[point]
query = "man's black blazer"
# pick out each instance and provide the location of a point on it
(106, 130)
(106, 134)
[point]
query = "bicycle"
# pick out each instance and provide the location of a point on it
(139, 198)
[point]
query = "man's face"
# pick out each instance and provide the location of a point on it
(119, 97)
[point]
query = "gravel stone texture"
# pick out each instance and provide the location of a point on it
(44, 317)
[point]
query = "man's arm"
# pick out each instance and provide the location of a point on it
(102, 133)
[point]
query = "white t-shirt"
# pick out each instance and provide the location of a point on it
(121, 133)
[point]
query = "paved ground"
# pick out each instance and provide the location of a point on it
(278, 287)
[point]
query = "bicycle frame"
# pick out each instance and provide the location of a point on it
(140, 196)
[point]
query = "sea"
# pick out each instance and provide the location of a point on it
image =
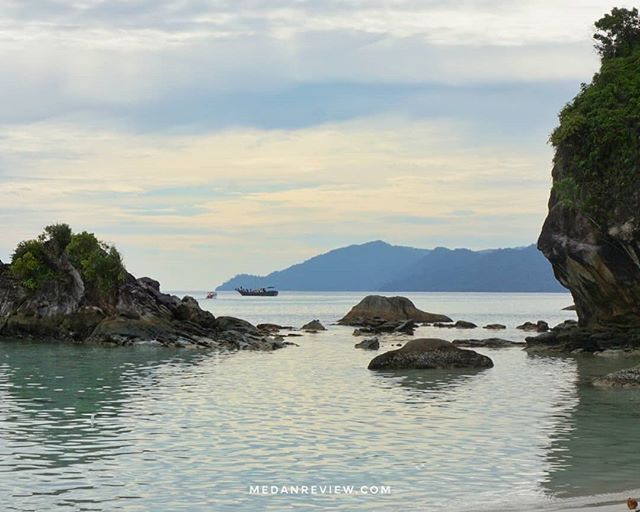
(309, 427)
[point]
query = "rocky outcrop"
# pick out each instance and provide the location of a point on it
(591, 234)
(599, 262)
(375, 310)
(429, 353)
(628, 378)
(487, 343)
(136, 312)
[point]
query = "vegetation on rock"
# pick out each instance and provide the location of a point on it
(36, 263)
(598, 138)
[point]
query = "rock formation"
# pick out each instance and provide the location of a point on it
(429, 353)
(591, 235)
(376, 309)
(62, 302)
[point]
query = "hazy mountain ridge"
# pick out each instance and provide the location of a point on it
(381, 266)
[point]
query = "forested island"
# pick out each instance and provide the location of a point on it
(72, 286)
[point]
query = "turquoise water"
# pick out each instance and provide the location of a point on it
(194, 430)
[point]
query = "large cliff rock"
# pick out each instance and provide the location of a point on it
(591, 235)
(65, 306)
(598, 262)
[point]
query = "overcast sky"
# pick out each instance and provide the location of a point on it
(211, 137)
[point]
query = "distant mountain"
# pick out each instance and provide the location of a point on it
(379, 266)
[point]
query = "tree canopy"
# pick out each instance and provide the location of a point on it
(598, 137)
(618, 33)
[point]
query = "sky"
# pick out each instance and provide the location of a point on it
(206, 138)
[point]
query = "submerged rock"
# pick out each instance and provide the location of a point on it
(391, 327)
(539, 326)
(369, 344)
(430, 353)
(314, 326)
(628, 378)
(374, 310)
(488, 343)
(460, 324)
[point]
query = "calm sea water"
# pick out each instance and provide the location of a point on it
(194, 430)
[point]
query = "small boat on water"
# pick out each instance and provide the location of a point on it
(270, 291)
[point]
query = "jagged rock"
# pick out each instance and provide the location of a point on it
(314, 326)
(375, 310)
(136, 312)
(628, 378)
(539, 326)
(460, 324)
(429, 353)
(369, 344)
(488, 343)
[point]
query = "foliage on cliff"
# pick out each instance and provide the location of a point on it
(36, 263)
(598, 137)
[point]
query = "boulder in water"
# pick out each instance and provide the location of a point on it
(369, 344)
(628, 378)
(429, 353)
(374, 310)
(314, 326)
(487, 343)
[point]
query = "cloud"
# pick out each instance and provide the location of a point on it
(160, 64)
(208, 137)
(237, 189)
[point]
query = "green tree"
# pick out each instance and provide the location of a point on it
(597, 141)
(56, 237)
(37, 262)
(618, 33)
(99, 264)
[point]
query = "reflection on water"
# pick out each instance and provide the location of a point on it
(181, 430)
(600, 451)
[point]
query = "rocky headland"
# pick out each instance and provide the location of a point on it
(429, 353)
(591, 235)
(64, 286)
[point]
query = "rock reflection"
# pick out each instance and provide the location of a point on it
(60, 403)
(595, 448)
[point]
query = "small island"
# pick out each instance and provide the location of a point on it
(66, 286)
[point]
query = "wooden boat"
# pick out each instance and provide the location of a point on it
(258, 292)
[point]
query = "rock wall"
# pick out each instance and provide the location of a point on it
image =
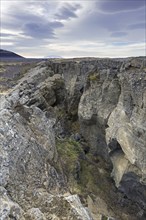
(99, 105)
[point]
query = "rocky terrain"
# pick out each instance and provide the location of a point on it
(73, 141)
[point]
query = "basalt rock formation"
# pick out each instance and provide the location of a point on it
(73, 141)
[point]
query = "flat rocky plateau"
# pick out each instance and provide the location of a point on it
(73, 139)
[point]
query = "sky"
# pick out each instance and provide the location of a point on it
(85, 28)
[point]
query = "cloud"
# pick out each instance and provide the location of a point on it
(68, 11)
(41, 30)
(137, 26)
(114, 6)
(119, 34)
(74, 28)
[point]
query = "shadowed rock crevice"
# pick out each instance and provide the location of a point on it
(73, 143)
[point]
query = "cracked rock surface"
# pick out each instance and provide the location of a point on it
(73, 141)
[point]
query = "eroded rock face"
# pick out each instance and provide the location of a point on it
(93, 108)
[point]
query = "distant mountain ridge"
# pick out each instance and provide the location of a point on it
(9, 54)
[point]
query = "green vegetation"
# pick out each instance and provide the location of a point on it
(86, 174)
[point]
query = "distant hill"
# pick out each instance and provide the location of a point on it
(9, 54)
(53, 56)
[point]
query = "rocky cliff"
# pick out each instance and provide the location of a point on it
(73, 141)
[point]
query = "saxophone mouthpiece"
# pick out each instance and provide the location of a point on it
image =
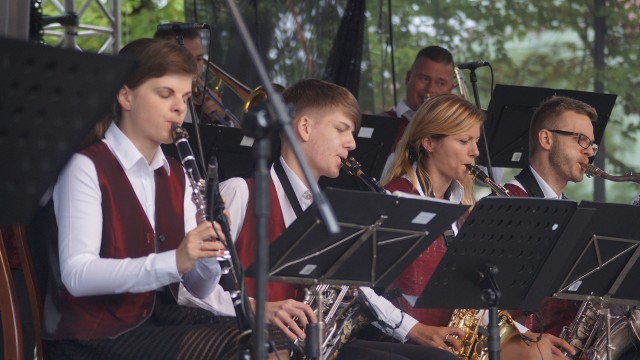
(592, 170)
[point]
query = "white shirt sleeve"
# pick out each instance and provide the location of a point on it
(77, 205)
(235, 193)
(397, 322)
(204, 277)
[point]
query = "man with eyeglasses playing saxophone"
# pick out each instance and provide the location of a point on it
(560, 138)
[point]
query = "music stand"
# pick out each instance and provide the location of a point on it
(380, 235)
(509, 115)
(519, 237)
(374, 142)
(606, 269)
(51, 98)
(231, 146)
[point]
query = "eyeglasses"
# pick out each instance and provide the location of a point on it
(583, 140)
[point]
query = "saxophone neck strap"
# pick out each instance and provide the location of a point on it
(530, 184)
(288, 188)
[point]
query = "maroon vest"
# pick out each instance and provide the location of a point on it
(126, 233)
(246, 244)
(415, 277)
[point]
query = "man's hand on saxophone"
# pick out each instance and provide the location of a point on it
(436, 336)
(290, 316)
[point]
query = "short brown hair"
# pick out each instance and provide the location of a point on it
(169, 34)
(313, 94)
(154, 58)
(434, 53)
(549, 112)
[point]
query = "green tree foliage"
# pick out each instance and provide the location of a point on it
(546, 43)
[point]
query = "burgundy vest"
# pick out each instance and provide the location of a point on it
(415, 277)
(246, 244)
(126, 232)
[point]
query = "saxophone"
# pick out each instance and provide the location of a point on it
(581, 333)
(474, 343)
(344, 313)
(344, 310)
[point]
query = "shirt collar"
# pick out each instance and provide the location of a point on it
(126, 152)
(302, 193)
(402, 109)
(546, 189)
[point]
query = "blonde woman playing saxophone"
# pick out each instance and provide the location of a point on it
(431, 161)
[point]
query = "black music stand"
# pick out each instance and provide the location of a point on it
(517, 237)
(374, 142)
(50, 100)
(607, 268)
(509, 115)
(231, 146)
(380, 235)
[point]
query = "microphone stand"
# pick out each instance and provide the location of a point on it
(194, 117)
(474, 85)
(262, 176)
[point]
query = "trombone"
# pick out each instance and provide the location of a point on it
(251, 98)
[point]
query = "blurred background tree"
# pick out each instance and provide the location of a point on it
(546, 43)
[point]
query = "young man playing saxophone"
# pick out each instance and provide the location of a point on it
(560, 138)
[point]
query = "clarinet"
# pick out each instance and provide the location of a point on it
(353, 168)
(479, 174)
(234, 280)
(229, 263)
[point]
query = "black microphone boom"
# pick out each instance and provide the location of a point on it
(181, 26)
(472, 65)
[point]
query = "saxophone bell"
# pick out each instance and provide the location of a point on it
(592, 171)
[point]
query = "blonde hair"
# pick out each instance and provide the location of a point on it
(312, 95)
(441, 116)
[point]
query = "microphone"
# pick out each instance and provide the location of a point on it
(215, 203)
(472, 65)
(175, 27)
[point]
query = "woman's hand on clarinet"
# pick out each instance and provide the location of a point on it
(197, 245)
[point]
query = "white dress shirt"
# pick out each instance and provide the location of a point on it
========
Direction. Copy the listing over exactly, skipping the pictures it holds.

Output below.
[point]
query = "man's black blazer"
# pick out each instance and provide the location of a point on it
(106, 130)
(106, 134)
[point]
query = "bicycle"
# pick out each instance and provide the location of a point on it
(139, 198)
[point]
query = "man's face"
# pick out each instance and provide the location of a point on it
(119, 97)
[point]
query = "gravel stone texture"
# pick out each instance and provide the location of a point on it
(44, 317)
[point]
query = "man's arm"
# pick out each instance and provide the location of a point on it
(102, 133)
[point]
query = "white t-shirt"
# pick out each instance and provide the location of a point on it
(121, 133)
[point]
query = "paved ground"
# pick out each instance and provide the location of a point on it
(278, 287)
[point]
query = "bicycle frame"
# pick out each instance and provide the location of a point on it
(140, 196)
[point]
query = "sea"
# pick out each instance and provide the location of a point on it
image =
(309, 427)
[point]
query = "rocky outcrop"
# pick out each instance and provide the location of a point on it
(591, 234)
(599, 262)
(375, 310)
(429, 353)
(628, 378)
(487, 343)
(136, 312)
[point]
query = "vegetation on rock"
# pick out each instance and provide the location of a point on it
(36, 263)
(598, 138)
[point]
query = "rock formation"
# pick out each instance and provide the location of a point on it
(429, 353)
(591, 235)
(376, 309)
(62, 302)
[point]
query = "hazy mountain ridge"
# pick out each instance and provide the location of a point on it
(381, 266)
[point]
query = "forested island"
# pick out each instance and provide the location of a point on it
(72, 286)
[point]
query = "turquoise water"
# pick out each instance and provide the location of a point on it
(194, 430)
[point]
query = "large cliff rock"
# pick out each instance and provide the location of a point on it
(591, 235)
(65, 306)
(598, 262)
[point]
query = "overcast sky"
# pick out each instance and provide the location of a point on it
(211, 137)
[point]
query = "distant mountain"
# pick out each instance and provide the location of a point on it
(379, 266)
[point]
query = "tree canopy"
# pick out each instance and provide the location of a point on it
(598, 137)
(618, 33)
[point]
query = "sky"
# pick out each instance and provide the location of a point on it
(206, 138)
[point]
query = "submerged rock"
# pick out each instance and provide the location of a point on it
(391, 327)
(539, 326)
(369, 344)
(430, 353)
(314, 326)
(628, 378)
(374, 310)
(488, 343)
(460, 324)
[point]
query = "calm sea water"
# pick out each instance and provide the location of a point on it
(194, 430)
[point]
query = "small boat on water"
# pick out each instance and provide the location of a point on it
(270, 291)
[point]
query = "jagged rock"
# pick out each instance and provide the location of a point on it
(314, 326)
(375, 310)
(136, 312)
(628, 378)
(539, 326)
(460, 324)
(429, 353)
(369, 344)
(488, 343)
[point]
query = "foliage on cliff"
# pick out each instance and provide the location of a point on it
(36, 263)
(598, 137)
[point]
query = "boulder in water"
# pick out each instance and provide the location of a point on it
(369, 344)
(628, 378)
(429, 353)
(374, 310)
(314, 326)
(487, 343)
[point]
query = "cloud"
# pick out each instance and provide the location of a point on it
(160, 64)
(208, 137)
(237, 189)
[point]
query = "green tree"
# pick out each instance and provide the location of a point on it
(597, 141)
(56, 237)
(37, 262)
(618, 33)
(99, 264)
[point]
query = "reflection on water"
# pick out each instance and provide the location of a point on it
(181, 430)
(600, 451)
[point]
query = "rocky headland"
# pick out each instance and provide the location of a point on it
(429, 353)
(591, 235)
(64, 286)
[point]
query = "rock reflection"
# pick out each instance and provide the location of a point on it
(60, 403)
(595, 448)
[point]
query = "small island"
# pick out each instance and provide the location of a point on it
(66, 286)
[point]
query = "wooden boat"
# pick out each instance and provide the location of a point on it
(258, 292)
[point]
query = "rock wall"
# pick out each instance and provide the location of a point on it
image =
(99, 105)
[point]
query = "rocky terrain"
# pick out each instance and provide the location of a point on it
(73, 141)
[point]
query = "basalt rock formation"
# pick out each instance and provide the location of a point on it
(73, 141)
[point]
query = "flat rocky plateau"
# pick out each instance and provide the location of a point on it
(73, 139)
[point]
query = "sky"
# pick out each instance and provide the location of a point on it
(85, 28)
[point]
query = "cloud"
# pick out each instance and provide the location of a point on it
(68, 11)
(41, 30)
(137, 26)
(114, 6)
(119, 34)
(74, 28)
[point]
query = "shadowed rock crevice"
# pick out each instance and provide the location of a point on it
(73, 143)
[point]
query = "cracked rock surface"
# pick out each instance and provide the location of a point on it
(73, 141)
[point]
query = "eroded rock face"
# pick out each instance and provide the location of a point on it
(93, 108)
[point]
query = "distant mountain ridge"
# pick out each instance and provide the location of a point on it
(9, 54)
[point]
query = "green vegetation"
# pick out each instance and provide the location of a point on it
(86, 174)
[point]
query = "distant hill"
# pick out each instance and provide the location of a point on it
(9, 54)
(53, 56)
[point]
query = "rocky cliff"
# pick out each instance and provide the location of a point on it
(73, 141)
[point]
query = "saxophone mouthpiece"
# pick out each instance and provide the location of a point on it
image =
(592, 170)
[point]
query = "white shirt sleeve"
# pick out each instance and provide the location of a point on it
(77, 205)
(235, 193)
(397, 322)
(204, 277)
[point]
query = "man with eyeglasses playing saxophone"
# pick out each instance and provide the location of a point on it
(560, 138)
[point]
query = "music stand"
# pick out each instance and provide the location of a point on it
(380, 235)
(509, 115)
(519, 237)
(374, 142)
(606, 269)
(51, 98)
(231, 146)
[point]
query = "eyeglasses"
# pick out each instance and provide the location of a point on it
(583, 140)
[point]
query = "saxophone neck strap"
# pick out each instance and provide the location of a point on it
(530, 184)
(288, 188)
[point]
query = "maroon vest"
# pick out each instance and provide the location of a point on it
(126, 233)
(246, 244)
(415, 277)
[point]
query = "man's hand on saxophone"
# pick out each instance and provide the location of a point on it
(436, 336)
(290, 316)
[point]
query = "short brown hair"
# pick out each instance and provide the location of a point on it
(169, 34)
(313, 94)
(154, 58)
(434, 53)
(549, 112)
[point]
query = "green tree foliage"
# pick out each instance and provide the location of a point on it
(546, 43)
[point]
query = "burgundy vest"
# pick out each instance and provide the location of a point on it
(415, 277)
(246, 244)
(126, 232)
[point]
query = "saxophone"
# pick out each instance and provide the location of a point on it
(581, 333)
(474, 343)
(344, 313)
(344, 310)
[point]
query = "shirt collar"
# pick out each instance and provide the location of a point on it
(126, 152)
(302, 193)
(402, 109)
(546, 189)
[point]
query = "blonde woman playing saxophone"
# pick out each instance and provide the location of a point on it
(431, 161)
[point]
query = "black music stand"
# pick out each instance and provide the location of a point on it
(517, 237)
(374, 142)
(50, 100)
(607, 268)
(509, 115)
(231, 146)
(380, 235)
[point]
query = "microphone stand"
# pick out each instance and provide the location of a point on it
(194, 117)
(474, 85)
(262, 176)
[point]
query = "trombone"
# pick out each instance and provide the location of a point on it
(251, 98)
[point]
query = "blurred background tree"
# pick out each instance and provide the location of a point on it
(546, 43)
[point]
query = "young man playing saxophone"
# pick out each instance and provide the location of a point on it
(560, 138)
[point]
query = "clarinet"
# pick out each instance and provide the location of a point on it
(353, 168)
(479, 174)
(234, 280)
(229, 263)
[point]
query = "black microphone boom"
# pick out each instance and provide the location of a point on it
(181, 26)
(472, 65)
[point]
query = "saxophone bell"
# pick out each instance and provide the location of a point on it
(592, 171)
[point]
query = "blonde hair"
# pick out each instance and provide the location of a point on it
(312, 95)
(441, 116)
[point]
query = "microphone"
# pick out each instance and provide the location of a point on it
(215, 203)
(472, 65)
(175, 27)
[point]
query = "woman's hand on clarinet"
# pick out each instance and provide the location of a point on it
(197, 245)
[point]
query = "white dress shirt"
# pick out each instance and provide the location of a point on it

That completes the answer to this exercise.